Point labeling dataset excerpts:

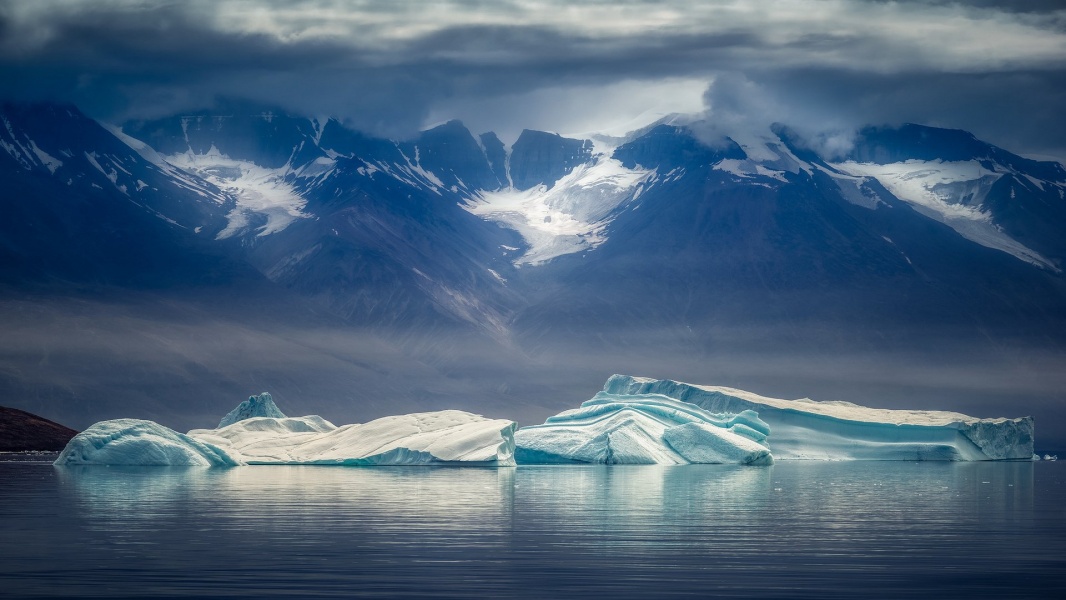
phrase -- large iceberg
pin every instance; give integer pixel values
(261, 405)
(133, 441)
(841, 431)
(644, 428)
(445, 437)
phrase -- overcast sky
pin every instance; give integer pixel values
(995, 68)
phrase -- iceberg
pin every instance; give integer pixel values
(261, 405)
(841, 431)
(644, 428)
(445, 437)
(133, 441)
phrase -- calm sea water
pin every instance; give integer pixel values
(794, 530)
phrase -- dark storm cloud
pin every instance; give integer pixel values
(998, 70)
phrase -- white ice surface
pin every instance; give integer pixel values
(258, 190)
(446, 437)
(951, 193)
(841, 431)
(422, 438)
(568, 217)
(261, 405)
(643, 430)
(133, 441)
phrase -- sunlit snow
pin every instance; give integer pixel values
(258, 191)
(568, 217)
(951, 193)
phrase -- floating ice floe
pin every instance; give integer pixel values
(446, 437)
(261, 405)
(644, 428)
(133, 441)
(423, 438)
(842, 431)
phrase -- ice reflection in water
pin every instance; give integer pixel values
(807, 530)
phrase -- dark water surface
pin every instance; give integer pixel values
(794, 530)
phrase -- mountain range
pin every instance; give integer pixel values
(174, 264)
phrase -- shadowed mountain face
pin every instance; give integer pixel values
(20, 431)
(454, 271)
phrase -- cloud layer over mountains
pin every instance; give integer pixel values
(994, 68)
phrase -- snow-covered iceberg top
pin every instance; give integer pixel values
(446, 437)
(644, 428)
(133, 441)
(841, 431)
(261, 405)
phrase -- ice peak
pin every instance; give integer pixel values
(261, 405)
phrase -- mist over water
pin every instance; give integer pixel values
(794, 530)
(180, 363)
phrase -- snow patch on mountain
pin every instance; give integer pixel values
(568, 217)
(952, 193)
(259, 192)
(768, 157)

...

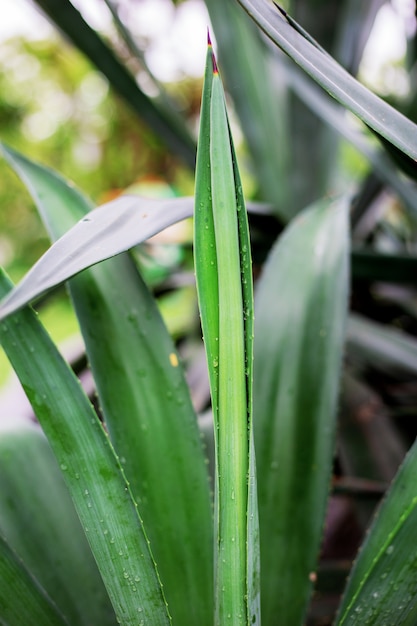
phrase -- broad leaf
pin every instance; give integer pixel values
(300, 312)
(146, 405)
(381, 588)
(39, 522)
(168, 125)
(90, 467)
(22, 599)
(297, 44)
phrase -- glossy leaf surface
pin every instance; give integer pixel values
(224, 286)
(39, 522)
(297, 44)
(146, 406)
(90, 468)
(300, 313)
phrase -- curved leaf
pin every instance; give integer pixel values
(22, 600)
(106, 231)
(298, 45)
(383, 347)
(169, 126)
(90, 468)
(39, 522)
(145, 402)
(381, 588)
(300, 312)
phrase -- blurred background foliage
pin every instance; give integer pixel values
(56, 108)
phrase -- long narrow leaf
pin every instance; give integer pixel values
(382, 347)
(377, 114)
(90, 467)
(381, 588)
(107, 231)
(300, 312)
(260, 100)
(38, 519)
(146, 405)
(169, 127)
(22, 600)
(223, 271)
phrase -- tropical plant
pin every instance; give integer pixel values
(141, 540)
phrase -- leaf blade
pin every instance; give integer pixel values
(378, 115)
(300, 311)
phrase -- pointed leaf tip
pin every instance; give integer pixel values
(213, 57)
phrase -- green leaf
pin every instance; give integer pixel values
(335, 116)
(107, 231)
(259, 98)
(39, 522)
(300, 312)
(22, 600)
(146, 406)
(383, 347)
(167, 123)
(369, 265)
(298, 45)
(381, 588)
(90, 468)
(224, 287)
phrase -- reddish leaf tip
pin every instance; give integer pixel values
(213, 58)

==

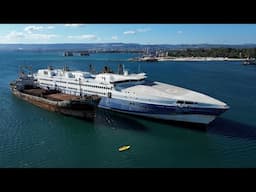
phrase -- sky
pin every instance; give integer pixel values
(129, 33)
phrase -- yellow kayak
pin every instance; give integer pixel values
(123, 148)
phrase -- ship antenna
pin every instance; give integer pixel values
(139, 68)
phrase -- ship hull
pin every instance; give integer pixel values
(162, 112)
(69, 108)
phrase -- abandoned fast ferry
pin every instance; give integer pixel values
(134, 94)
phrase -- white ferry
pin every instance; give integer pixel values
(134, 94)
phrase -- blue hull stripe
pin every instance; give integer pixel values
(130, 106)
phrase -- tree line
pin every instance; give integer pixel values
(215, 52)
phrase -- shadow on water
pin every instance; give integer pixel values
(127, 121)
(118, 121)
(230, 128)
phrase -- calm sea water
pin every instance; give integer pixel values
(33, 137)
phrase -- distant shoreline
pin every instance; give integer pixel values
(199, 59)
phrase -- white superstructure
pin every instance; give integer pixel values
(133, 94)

Work required: Find every line in the material above that contains the word "iceberg" and copy each one out. Case counts.

Full output:
phrase -- large iceberg
phrase -- iceberg
phrase -- snow-covered iceberg top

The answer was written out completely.